**Aufgaben:**
**a.** Zitieren Sie aus dem Artikel über Corona und die Börsen wortgetreu alles von „Japan kurz vorm“ bis hinunter zu „das gesamte Land.“.
**b.** Führen Sie den Artikel über steigende Corona-Zahlen und die Aktienmärkte ab der Stelle weiter, an der er endet.

**Textauszug:**
============================================================

Die 4. Welle hat bisher keine Auswirkung auf Aktien. Die Börsen eilen von Rekord zu Rekord. Kommt bald das böse Erwachen? Zusätzlich gibt es Zeichen der US-Notenbank, die Gelddruckmaschine etwas langsamer laufen zu lassen.
von Sven Weisenhaus
Gestern war in der Börse-Intern zu lesen, dass es in den USA allein am Samstag rund 72.000 Neuinfektionen und 300 Todesfälle gab. „Und in Tokio wurde am Samstag mit 4.058 Fällen zum ersten Mal die Marke von 4.000 durchbrochen“, hieß es dazu noch. Inzwischen haben die Gesundheitsbehörden in den USA 105.867 Neuinfektionen gemeldet. Laut Reuters ist das der höchste Anstieg binnen eines Tages seit sechs Monaten. Die Zahl der Todesfälle stieg auf 537. Und die Zahl der Neuinfektion in Tokio dürfte erstmals die Marke von 5.000 überschreiten, berichtet der Sender NHK.
Japan kurz vorm landesweiten Notstand
Japan hat seine Maßnahmen zur Eindämmung der Corona-Pandemie daher nun kräftig ausgeweitet. In fünf weiteren Präfekturen gelten ab sofort härtere Regeln. Zuvor galt bereits für sechs Präfekturen der Notstand, darunter die Hauptstadt Tokio. Somit sind inzwischen 70 % der japanischen Bevölkerung von Maßnahmen betroffen, nach zuvor 50 %. Und Experten fordern angesichts der steigenden Infektionszahlen sowie einer drohenden Überlastung des Gesundheitssystem sogar einen Notstand für das gesamte Land.
Aktienindizes zeigen weiterhin keine Schwäche
Die Corona-Zahlen steigen also aktuell weiter deutlich an. Doch die Aktienindizes in den USA und hierzulande bleiben nach wie vor von nennenswerten Rücksetzern verschont. Selbst der japanische Nikkei 225 zeigte sich jüngst stark. Dem DAX ist es dadurch heute gelungen, seine enge Seitwärtsrange nach oben zu verlassen.

============================================================

**Gegebene Daten:**
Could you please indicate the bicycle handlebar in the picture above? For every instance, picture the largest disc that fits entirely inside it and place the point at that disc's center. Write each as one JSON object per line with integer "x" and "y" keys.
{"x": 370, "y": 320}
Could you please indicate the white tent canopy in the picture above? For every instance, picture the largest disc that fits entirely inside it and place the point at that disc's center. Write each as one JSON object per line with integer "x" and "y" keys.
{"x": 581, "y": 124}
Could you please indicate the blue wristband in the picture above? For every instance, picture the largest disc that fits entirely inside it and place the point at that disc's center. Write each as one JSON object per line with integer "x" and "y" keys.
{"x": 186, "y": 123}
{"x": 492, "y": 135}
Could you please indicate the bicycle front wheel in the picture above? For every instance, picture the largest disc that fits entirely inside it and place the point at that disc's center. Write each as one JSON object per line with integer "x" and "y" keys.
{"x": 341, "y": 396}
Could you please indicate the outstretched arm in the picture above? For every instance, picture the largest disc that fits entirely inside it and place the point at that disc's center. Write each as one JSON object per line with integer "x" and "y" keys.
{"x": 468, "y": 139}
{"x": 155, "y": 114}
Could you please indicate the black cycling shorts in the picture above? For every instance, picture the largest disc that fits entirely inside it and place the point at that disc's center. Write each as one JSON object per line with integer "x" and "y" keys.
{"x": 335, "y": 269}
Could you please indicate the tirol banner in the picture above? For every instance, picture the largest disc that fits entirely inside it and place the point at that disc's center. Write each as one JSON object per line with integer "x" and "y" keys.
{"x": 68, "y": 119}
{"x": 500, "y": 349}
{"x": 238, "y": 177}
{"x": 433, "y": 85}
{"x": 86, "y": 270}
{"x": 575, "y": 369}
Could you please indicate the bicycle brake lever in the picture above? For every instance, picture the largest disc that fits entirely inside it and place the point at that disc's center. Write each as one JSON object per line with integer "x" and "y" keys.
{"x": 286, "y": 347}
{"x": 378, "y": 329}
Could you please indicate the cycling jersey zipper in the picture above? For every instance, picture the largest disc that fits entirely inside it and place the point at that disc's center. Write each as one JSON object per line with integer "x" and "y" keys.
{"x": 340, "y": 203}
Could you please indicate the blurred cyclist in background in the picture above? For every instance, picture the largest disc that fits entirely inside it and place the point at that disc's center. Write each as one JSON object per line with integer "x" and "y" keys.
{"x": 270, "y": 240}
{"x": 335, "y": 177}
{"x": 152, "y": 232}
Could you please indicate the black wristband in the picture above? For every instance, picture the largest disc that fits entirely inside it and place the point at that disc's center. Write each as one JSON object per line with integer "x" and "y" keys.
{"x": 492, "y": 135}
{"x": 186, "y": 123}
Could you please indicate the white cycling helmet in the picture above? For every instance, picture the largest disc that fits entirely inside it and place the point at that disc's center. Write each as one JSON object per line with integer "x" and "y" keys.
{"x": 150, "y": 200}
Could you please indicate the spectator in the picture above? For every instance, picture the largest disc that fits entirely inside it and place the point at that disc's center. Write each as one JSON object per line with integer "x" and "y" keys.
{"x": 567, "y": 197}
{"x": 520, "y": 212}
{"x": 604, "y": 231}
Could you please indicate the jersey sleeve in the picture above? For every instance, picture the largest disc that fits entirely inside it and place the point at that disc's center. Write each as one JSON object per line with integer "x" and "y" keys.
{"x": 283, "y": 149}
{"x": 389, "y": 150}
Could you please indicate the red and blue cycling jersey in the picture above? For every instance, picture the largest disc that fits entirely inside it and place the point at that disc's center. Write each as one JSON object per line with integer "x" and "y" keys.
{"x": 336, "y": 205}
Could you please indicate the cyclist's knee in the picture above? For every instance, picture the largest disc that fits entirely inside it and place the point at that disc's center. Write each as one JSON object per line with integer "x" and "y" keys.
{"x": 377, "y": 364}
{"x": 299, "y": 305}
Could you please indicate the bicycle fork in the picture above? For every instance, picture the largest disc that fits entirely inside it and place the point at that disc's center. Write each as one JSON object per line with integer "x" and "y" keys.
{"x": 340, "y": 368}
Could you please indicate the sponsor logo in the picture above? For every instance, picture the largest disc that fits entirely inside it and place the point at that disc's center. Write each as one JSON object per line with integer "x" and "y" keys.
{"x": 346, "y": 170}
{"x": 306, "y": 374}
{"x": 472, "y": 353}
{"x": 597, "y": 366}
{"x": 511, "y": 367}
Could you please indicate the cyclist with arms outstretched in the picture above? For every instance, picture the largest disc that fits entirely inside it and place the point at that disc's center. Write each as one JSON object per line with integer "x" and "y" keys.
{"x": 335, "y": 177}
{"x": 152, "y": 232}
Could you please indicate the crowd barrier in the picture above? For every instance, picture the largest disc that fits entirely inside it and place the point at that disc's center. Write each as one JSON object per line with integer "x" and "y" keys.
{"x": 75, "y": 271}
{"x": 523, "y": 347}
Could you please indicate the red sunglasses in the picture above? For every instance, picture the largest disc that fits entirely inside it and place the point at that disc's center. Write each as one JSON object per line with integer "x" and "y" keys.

============================================================

**Lösungen:**
**a.**
Japan kurz vorm landesweiten Notstand
Japan hat seine Maßnahmen zur Eindämmung der Corona-Pandemie daher nun kräftig ausgeweitet. In fünf weiteren Präfekturen gelten ab sofort härtere Regeln. Zuvor galt bereits für sechs Präfekturen der Notstand, darunter die Hauptstadt Tokio. Somit sind inzwischen 70 % der japanischen Bevölkerung von Maßnahmen betroffen, nach zuvor 50 %. Und Experten fordern angesichts der steigenden Infektionszahlen sowie einer drohenden Überlastung des Gesundheitssystem sogar einen Notstand für das gesamte Land.

**b.**
Damit scheint die ABC-Konsolidierung beendet (blaue Buchstaben im Chart). Und nach der starken Kurserholung, die man als eine mögliche Welle 1 (grün) werten konnte, könnte sich nun eine weitere Aufwärtswelle (3) anschließen.
In einer laufenden Seitwärtsbewegung, in der sich der DAX aus übergeordner Sicht noch befindet, sollte man solche möglichen Szenarien aber noch mit Vorsicht genießen. Dies auch vor dem Hintergrund, dass wir uns in den Sommermonaten befinden, die für ihre Fehlsignale berüchtigt sind. Zudem zählt der August eigentlich zu den beiden schwächsten Börsenmonaten eines Jahres.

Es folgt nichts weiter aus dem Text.